Thus, if you come across someone saying or writing things about trends that appear to wildly contradict mainstream science, be they talking about Arctic sea-ice, surface air temperatures or whatever, carefully check their starting point. Was there anything unusual about it? Think of the noise factor: was it particularly big or particularly small? With a bit of practise, cherrypicking is easy to spot, and as illustrated above, it really can be used to claim the impossible.
The global warming signal itself is a multidecadal feature of the climate, but just like the seasonal example above, it has been possible at times to take one period of one temperature record - surface air temperatures in most cases - and do a 'January-February' job with it, thereby making the claim that temperatures are flatlining or even cooling. This tactic works (so far as the contrarians are concerned), of course, until the next record warm year occurs, at which point they have to start out again. However, one may also expect a proportion of them, at that point, to direct their firepower on the temperature-record itself, claiming it is all wrong somehow - yes, the very same temperature record that they had previously been using to 'show' that "global warming had stalled"!
On the bigger scale of things, then, taking carefully-selected bits of the temperature-record that are way too short to be anything but noise, and using them to try and pretend that global warming has stopped, is such a popular contrarian trick that we illustrated it with 'The Escalator':
The same principles may be applied to other ongoing aspects of global warming such as sea-level rise or Arctic sea-ice retreat. We'll be taking a look at some other tactics popular with the opposition in forthcoming posts, but to see these things for what they really are, you need not to pick the odd cherry here and there, but step back and look at the reality of the whole tree.
Good stuff! I coded a (interactive but not very good controls!) similarish thingyo - in the "cell(2)" tab it shows how you can claim winter is summer / summer is winter etc about 30% of the time if you choose a 29 day OLS. (You can also load climate data from woodfortrees.org).
This sort of thing seems pretty intuitive to me - perhaps it really isn't and I've forgotten that I learned the intuition over a period of time. It's certainly turning out to be an horrifically effective denial weapon despite being one of the easiest things to demonstrate is wrong.
Tamino has a similar post up right now. He finds from 1992 to 2006 that the surface temperature went up at a rate of 0.28 oC per decade, much faster than the IPCC predicted!! Those IPCC guys must be deliberately underestimating global warming!! In fact, Ramsdorf et al suggested that the rapid increase in temperature was due to natural variation on top of global warming.
The Tamino post is a great antidote; it's dismaying seeing how strongly the "global warming has stopped" stuff has got hold of even key mainstream news outlets...
Well it doesn't bloody help when scientists themselves (hello Kosaka & Xie) use "global warming" interchangeably with "global mean surface temperature." Chris Mooney came to our university last night to give a talk, and while I buy his overall message (account for the personality features of your target audience, and don't target the fact of their irrationality), I also think that a lot of denialist firewood would disappear if scientists weren't so loose with the terminology.
Is there a reason why a linear trend is shown for the NH sea ice extent, where a second order polynomial fit trend is shown on the Arctic Sea Ice Escalator graphic?
Is there scientific evidence that either of the trends can be extrapolated for future predictions?
Smith, linear is easier for the general public to understand, even if it doesn't capture the acceleration over the past decade.

▶ Excerpted records:
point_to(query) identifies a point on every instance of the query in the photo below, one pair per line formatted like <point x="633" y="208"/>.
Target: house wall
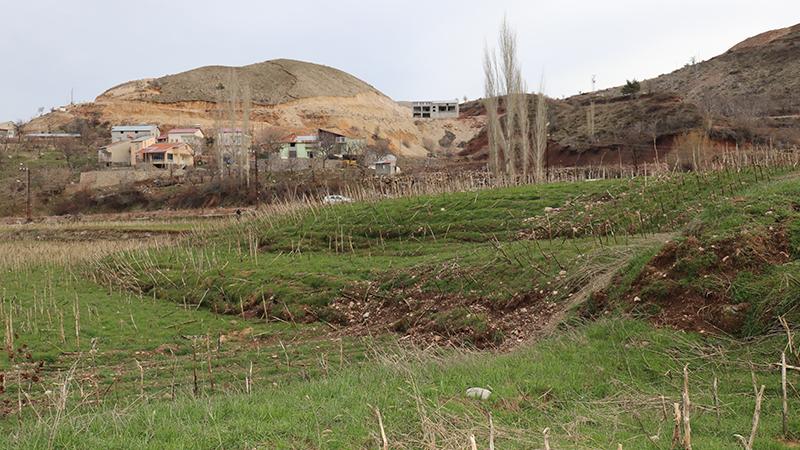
<point x="435" y="110"/>
<point x="185" y="137"/>
<point x="137" y="146"/>
<point x="118" y="154"/>
<point x="304" y="150"/>
<point x="117" y="136"/>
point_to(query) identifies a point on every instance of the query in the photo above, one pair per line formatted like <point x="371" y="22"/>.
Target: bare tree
<point x="232" y="123"/>
<point x="540" y="135"/>
<point x="509" y="139"/>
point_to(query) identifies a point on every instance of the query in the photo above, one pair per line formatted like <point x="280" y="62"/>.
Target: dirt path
<point x="597" y="282"/>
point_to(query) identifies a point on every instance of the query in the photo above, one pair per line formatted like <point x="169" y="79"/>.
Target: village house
<point x="294" y="146"/>
<point x="435" y="109"/>
<point x="192" y="136"/>
<point x="167" y="155"/>
<point x="8" y="129"/>
<point x="386" y="166"/>
<point x="230" y="138"/>
<point x="130" y="132"/>
<point x="338" y="144"/>
<point x="123" y="153"/>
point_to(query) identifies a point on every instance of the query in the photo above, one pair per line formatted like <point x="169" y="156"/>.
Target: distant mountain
<point x="759" y="76"/>
<point x="751" y="93"/>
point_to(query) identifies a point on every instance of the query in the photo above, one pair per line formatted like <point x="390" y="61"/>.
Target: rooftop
<point x="161" y="148"/>
<point x="184" y="130"/>
<point x="125" y="128"/>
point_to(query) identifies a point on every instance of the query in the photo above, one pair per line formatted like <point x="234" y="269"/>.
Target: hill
<point x="746" y="95"/>
<point x="271" y="83"/>
<point x="293" y="96"/>
<point x="600" y="293"/>
<point x="759" y="77"/>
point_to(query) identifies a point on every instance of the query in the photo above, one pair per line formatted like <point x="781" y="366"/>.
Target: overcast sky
<point x="408" y="49"/>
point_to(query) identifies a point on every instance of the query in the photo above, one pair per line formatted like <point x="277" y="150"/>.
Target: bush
<point x="632" y="87"/>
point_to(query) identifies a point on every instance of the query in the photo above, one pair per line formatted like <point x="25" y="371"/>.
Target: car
<point x="336" y="198"/>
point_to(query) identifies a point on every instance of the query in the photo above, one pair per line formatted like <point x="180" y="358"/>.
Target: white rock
<point x="480" y="393"/>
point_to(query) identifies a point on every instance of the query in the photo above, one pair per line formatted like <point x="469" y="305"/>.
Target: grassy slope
<point x="594" y="386"/>
<point x="740" y="252"/>
<point x="305" y="260"/>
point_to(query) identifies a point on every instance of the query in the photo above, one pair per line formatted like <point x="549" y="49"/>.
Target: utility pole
<point x="590" y="114"/>
<point x="28" y="212"/>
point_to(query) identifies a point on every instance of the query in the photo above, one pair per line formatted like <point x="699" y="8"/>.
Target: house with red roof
<point x="167" y="154"/>
<point x="192" y="136"/>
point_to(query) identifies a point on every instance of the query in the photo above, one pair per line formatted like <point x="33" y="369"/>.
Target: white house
<point x="189" y="136"/>
<point x="131" y="132"/>
<point x="8" y="129"/>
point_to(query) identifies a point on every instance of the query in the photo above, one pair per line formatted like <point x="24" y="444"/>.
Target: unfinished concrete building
<point x="435" y="110"/>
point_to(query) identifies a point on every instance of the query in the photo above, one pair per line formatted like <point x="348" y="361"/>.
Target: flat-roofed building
<point x="131" y="132"/>
<point x="435" y="109"/>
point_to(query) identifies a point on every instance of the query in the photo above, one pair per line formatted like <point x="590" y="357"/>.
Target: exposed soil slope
<point x="271" y="83"/>
<point x="290" y="95"/>
<point x="748" y="94"/>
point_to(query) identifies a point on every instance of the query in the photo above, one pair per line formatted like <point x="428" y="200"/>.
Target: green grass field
<point x="147" y="359"/>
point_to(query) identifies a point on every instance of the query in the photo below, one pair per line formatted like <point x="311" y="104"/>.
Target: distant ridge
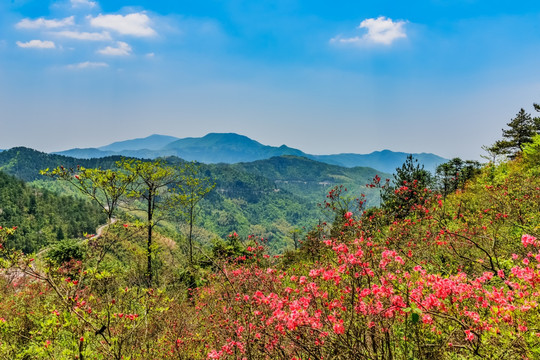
<point x="234" y="148"/>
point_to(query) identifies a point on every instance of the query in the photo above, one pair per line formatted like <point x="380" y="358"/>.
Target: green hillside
<point x="43" y="217"/>
<point x="268" y="198"/>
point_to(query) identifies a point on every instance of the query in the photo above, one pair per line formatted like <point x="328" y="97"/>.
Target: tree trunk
<point x="149" y="240"/>
<point x="191" y="235"/>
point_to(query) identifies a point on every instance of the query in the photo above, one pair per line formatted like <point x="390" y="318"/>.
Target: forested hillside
<point x="43" y="217"/>
<point x="433" y="273"/>
<point x="268" y="198"/>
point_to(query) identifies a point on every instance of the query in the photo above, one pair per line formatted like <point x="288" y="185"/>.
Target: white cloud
<point x="136" y="24"/>
<point x="37" y="44"/>
<point x="379" y="31"/>
<point x="83" y="3"/>
<point x="90" y="36"/>
<point x="88" y="65"/>
<point x="123" y="49"/>
<point x="44" y="23"/>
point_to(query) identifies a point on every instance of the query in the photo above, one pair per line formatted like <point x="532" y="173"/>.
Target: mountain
<point x="152" y="142"/>
<point x="384" y="160"/>
<point x="234" y="148"/>
<point x="266" y="197"/>
<point x="312" y="179"/>
<point x="227" y="148"/>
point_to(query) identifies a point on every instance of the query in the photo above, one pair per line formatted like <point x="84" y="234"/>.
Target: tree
<point x="407" y="188"/>
<point x="192" y="190"/>
<point x="153" y="180"/>
<point x="453" y="175"/>
<point x="521" y="130"/>
<point x="104" y="187"/>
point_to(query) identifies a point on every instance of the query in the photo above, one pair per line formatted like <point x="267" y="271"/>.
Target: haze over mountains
<point x="234" y="148"/>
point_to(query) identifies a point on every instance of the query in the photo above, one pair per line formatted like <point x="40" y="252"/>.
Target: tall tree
<point x="104" y="187"/>
<point x="188" y="195"/>
<point x="521" y="130"/>
<point x="407" y="188"/>
<point x="453" y="175"/>
<point x="153" y="179"/>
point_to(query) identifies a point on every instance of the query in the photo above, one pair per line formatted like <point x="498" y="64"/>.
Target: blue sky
<point x="441" y="76"/>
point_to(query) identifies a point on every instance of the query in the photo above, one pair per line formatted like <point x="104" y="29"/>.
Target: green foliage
<point x="41" y="216"/>
<point x="454" y="174"/>
<point x="521" y="130"/>
<point x="411" y="181"/>
<point x="65" y="251"/>
<point x="531" y="155"/>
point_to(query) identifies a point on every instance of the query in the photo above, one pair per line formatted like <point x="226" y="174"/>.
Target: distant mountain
<point x="152" y="142"/>
<point x="227" y="148"/>
<point x="267" y="197"/>
<point x="312" y="179"/>
<point x="233" y="148"/>
<point x="384" y="160"/>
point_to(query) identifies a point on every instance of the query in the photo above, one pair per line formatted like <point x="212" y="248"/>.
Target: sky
<point x="326" y="77"/>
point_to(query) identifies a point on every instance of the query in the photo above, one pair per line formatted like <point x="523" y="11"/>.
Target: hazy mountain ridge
<point x="267" y="197"/>
<point x="234" y="148"/>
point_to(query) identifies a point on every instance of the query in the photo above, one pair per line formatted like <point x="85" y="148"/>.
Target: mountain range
<point x="233" y="148"/>
<point x="267" y="197"/>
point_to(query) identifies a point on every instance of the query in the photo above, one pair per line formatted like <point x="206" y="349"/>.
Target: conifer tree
<point x="521" y="130"/>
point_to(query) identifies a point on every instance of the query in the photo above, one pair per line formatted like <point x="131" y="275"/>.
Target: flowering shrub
<point x="457" y="278"/>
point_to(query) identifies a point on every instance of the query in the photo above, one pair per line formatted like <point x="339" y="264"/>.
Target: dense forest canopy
<point x="447" y="267"/>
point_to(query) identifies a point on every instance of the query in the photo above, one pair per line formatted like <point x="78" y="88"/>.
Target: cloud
<point x="123" y="49"/>
<point x="88" y="65"/>
<point x="379" y="31"/>
<point x="37" y="44"/>
<point x="83" y="3"/>
<point x="44" y="23"/>
<point x="135" y="24"/>
<point x="90" y="36"/>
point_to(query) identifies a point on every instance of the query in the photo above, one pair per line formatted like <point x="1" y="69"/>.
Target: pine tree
<point x="521" y="130"/>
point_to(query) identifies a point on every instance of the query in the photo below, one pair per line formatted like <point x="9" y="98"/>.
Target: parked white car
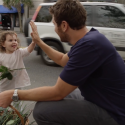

▶ Tasks for this exercise:
a) In the post on cherrypicking climate trends, what name was given to the illustration of the trick of using short pieces of the temperature record to claim that global warming has stopped?
b) Reproduce the stretch of the post on cherrypicking climate trends from "This sort of" through "demonstrate is wrong.".
The entries were taken from a separate source.

▶ Task solutions:
a) 'The Escalator'

b)
This sort of thing seems pretty intuitive to me - perhaps it really isn't and I've forgotten that I learned the intuition over a period of time. It's certainly turning out to be an horrifically effective denial weapon despite being one of the easiest things to demonstrate is wrong.